▸ **What the task requires**: Extract every line of the data below and reproduce each one word for word, in the same order.

▸ **Records for the exercise**:
# # # # # # #

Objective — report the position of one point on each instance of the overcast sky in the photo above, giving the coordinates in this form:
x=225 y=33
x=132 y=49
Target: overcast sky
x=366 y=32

# # # # # # #

▸ **Exercise answer**:
Objective — report the position of one point on each instance of the overcast sky in the photo above, giving the coordinates in this form:
x=225 y=33
x=132 y=49
Target: overcast sky
x=366 y=32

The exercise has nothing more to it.